> [DOCUMENT SEGMENT]:
········

Pulling an imaginary red flannel on as if it were a security blanket, I’d retreated to the ’90s as a kind of stop-gap for our present. Because ours is a nightmare epoch of coronavirus and climate catastrophe, political radicalization and digital surveillance capitalism, it’s hard not to valorize the last decade of the twentieth-century when dissatisfaction was a pose and not a requirement. When people assumed that the future would actually be better. As the often wrong, but always interesting, pop culture critic Chuck Klosterman writes in his new book The Nineties, it was “in retrospect, a remarkably easy time to be alive.” The long nineties are a decade that began with the fall of the Berlin Wall in 1989 and ended with the fall of the World Trade Center in 2001, the brief interlude of American le belle epoque between the end of the Cold War and the beginning of whatever it is that we’re living in now. Simultaneously the last normal decade and the decade where everything changed.

Within The Nineties, Klosterman posits two different hypotheses, an explicit one related to the intrinsic difference of that era and an implicit one concerning its fundamental similarity. For Klosterman, the ’90s were the moment before the wave crashed against the pier, the last vestige of an old order that, even with the approaching millennium, people didn’t quite understand was reaching its conclusion. “It’s hard to explain the soft differences between life in the 2020s and life in the 1990s to any person who did not experience both of those periods as an adult,” Klosterman writes, “far more difficult than explaining the day-to-day difference between life in 1960 and life in 1990.”

········

> [RECORDED INFORMATION]:
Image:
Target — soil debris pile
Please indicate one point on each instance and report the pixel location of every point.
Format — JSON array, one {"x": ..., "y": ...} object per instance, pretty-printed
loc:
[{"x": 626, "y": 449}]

········

> [PROMPT]:
In the passage about Chuck Klosterman's book The Nineties, which two events mark the start and end of the long nineties?

> [REPLY TO THE EXERCISE]:
The fall of the Berlin Wall in 1989 and the fall of the World Trade Center in 2001.